[Extract provided — start]
'Sounds Like a Passing Grade': CBO Says $15 Wage Would Have Bigger Budget Impact Than GOP Tax Cut Provisions

Sen. Bernie Sanders (I-Vt.) speaks during a Senate Budget Committee hearing on February 10, 2021 at the U.S. Capitol in Washington, D.C. (Photo: Anna Moneymaker-Pool/Getty Images)

'Sounds Like a Passing Grade': CBO Says $15 Wage Would Have Bigger Budget Impact Than GOP Tax Cut Provisions

"I'm gonna fight as hard as I can, and I believe that we will succeed in including the minimum wage in the reconciliation bill," said Sen. Bernie Sanders.

The Congressional Budget Office said Monday that raising the federal minimum wage to $15 an hour would have a significantly broader budgetary impact than two provisions of the 2017 Republican tax cut legislation that passed through reconciliation, a finding that provides another boost to Sen. Bernie Sanders' effort to include the pay increase in the Senate coronavirus relief package.

In response to a request by Sanders--the chairman of the Senate Budget Committee--for a comparison of the budgetary effect of the Raise the Wage Act of 2021 with that of the GOP tax bill's zeroing out of Obamacare's individual mandate penalty and the measure's Arctic National Wildlife Refuge (ANWR) drilling provision, the CBO found that the $15 minimum wage legislation would have a more sweeping impact.

"It is popular, it is what the people want, it is what justice demands."
--Sen. Bernie Sanders

"The analysis of the Raise the Wage Act encompasses a much broader range of behavioral effects than that of the 2017 tax act, and the increased minimum wage would in turn affect a broader range of budget functions than CBO estimated that the change in the mandate penalty would," the budget office noted in a letter (pdf) to Sanders. "Increasing the minimum wage would affect more budget functions than CBO estimated that the ANWR provisions would."
[Extract provided — finish]
Please pick up the article on the CBO's minimum wage finding after its final paragraph and extend it by a few more paragraphs.
[Extracted information — start]
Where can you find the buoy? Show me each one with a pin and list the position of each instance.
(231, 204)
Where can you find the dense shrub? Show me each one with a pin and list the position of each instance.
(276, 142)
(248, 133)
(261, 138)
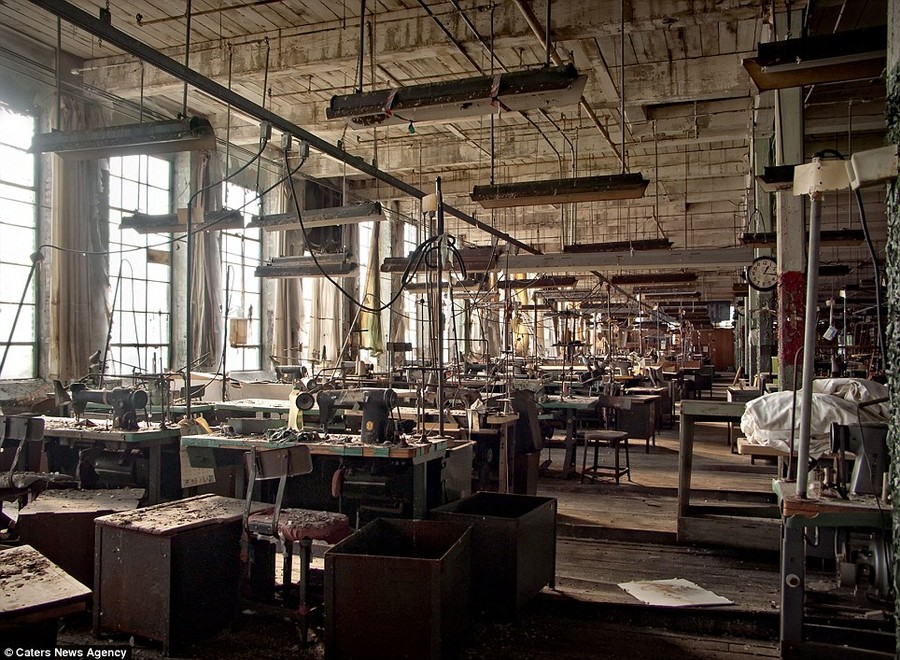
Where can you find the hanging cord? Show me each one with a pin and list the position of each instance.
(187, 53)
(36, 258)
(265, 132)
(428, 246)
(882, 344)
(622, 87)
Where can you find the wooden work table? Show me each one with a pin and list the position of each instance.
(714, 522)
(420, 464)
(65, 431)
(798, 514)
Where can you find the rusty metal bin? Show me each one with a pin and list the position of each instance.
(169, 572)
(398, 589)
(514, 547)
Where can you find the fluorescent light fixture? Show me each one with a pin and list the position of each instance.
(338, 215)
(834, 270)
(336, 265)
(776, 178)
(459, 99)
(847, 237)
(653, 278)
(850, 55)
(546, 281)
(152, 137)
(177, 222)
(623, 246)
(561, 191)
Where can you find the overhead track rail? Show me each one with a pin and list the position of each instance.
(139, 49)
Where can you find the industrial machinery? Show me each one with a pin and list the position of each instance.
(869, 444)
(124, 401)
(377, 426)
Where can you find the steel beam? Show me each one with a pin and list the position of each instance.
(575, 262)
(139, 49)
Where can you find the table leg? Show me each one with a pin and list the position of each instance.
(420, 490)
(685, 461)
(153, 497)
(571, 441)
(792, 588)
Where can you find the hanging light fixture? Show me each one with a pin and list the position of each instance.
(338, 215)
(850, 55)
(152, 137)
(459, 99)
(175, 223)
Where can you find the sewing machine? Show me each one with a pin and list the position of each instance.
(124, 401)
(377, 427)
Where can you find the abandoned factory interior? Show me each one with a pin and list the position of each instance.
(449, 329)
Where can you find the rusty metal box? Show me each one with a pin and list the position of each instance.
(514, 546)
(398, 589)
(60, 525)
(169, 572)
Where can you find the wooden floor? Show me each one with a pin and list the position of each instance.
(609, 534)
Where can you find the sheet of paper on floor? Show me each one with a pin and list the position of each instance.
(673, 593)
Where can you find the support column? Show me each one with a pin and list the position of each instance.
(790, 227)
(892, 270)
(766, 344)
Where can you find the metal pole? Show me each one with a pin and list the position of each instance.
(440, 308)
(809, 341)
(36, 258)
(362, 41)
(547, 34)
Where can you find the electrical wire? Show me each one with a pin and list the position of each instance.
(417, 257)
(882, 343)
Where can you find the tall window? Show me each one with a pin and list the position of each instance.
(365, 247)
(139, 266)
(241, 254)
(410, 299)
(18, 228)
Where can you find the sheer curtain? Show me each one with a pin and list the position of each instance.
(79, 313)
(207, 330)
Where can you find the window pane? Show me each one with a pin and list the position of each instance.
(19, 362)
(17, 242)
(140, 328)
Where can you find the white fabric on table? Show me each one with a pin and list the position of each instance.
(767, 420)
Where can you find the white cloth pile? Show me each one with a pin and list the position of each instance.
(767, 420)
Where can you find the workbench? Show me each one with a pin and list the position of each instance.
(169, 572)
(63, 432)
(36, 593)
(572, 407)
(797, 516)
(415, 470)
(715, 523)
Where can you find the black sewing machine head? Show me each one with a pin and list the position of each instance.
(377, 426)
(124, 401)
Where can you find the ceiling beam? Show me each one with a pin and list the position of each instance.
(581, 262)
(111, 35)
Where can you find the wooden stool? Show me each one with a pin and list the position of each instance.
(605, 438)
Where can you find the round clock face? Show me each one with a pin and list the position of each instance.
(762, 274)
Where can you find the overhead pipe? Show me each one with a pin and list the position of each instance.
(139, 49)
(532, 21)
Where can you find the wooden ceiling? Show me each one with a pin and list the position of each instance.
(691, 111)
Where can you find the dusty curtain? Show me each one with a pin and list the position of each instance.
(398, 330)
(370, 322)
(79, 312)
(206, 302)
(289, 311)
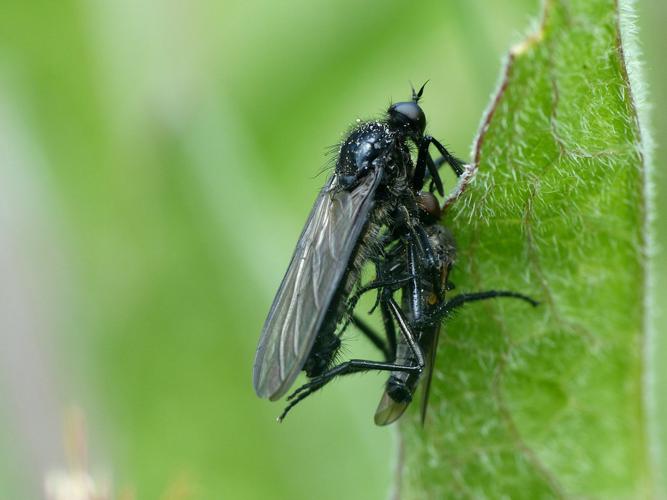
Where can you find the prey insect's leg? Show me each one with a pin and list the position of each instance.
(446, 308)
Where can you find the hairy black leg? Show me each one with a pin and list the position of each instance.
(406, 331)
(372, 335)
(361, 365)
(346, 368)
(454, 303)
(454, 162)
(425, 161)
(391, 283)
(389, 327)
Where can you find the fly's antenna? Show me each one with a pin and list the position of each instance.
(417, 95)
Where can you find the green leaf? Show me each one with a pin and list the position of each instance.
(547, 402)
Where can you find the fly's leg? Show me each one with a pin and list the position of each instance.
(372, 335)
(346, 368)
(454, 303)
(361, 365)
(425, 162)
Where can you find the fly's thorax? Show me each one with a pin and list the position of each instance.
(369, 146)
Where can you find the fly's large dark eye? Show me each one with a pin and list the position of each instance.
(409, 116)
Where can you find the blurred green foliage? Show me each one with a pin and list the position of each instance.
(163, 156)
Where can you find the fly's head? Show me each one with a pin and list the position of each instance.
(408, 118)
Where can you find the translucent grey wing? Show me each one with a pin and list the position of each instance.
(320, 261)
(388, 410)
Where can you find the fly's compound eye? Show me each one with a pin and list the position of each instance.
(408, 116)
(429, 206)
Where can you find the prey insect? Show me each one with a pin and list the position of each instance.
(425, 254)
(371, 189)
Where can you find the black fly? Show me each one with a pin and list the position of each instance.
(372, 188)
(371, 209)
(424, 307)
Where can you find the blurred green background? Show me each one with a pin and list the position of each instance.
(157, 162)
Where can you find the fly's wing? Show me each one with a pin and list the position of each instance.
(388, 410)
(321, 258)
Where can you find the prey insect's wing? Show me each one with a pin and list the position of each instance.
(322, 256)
[Extracted information — finish]
- [Response to the exercise]:
Under the Senate's so-called Byrd Rule, each provision of a reconciliation bill must have a direct--not "merely incidental"--impact on the federal spending and revenue. The CBO's latest analysis--which comes a week after the budget office found the wage hike would add $54 billion to the deficit over ten years--was viewed as additional confirmation that the wage increase should qualify under reconciliation.

"Sounds like a passing grade to me, folks," said Elizabeth Pancotti, policy director at Employ America, in response to the CBO analysis.

Warren Gunnels, Sanders' staff director, also welcomed the CBO's new findings in a tweet late Monday.

"Raising the minimum wage to $15 would have a much bigger impact on the federal budget than oil drilling in the Arctic and the repeal of individual mandate penalties," Gunnels noted. "Both of those provisions were deemed permissible under reconciliation. Let's go."

The CBO analysis came as Sanders is working to make the case to the Senate parliamentarian--and to skeptical Democrats, including President Joe Biden and Sen. Kyrsten Sinema (D-Ariz.)--that the Raise the Wage Act complies with reconciliation rules and thus can and must be included in the Senate's coronavirus relief package.

In an appearance on CNN late Monday, Sanders said he "absolutely" believes that raising the federal minimum wage to $15 an hour is "consistent with the rules of the Senate and the reconciliation process," a procedural tool Democrats are using to pass a coronavirus relief package without the support of obstructionist Republicans.

"When you have half of the people in this country living paycheck to paycheck, and all over this country you're having workers trying to survive on $9 or $10 an hour or even less than that--the American people...Republicans, Democrats, Independents want to raise the minimum wage to a living wage, 15 bucks an hour," said Sanders.

"It is popular, it is what the people want, it is what justice demands," the Vermont senator added. "So I'm gonna fight as hard as I can, and I believe that we will succeed in including the minimum wage in the reconciliation bill."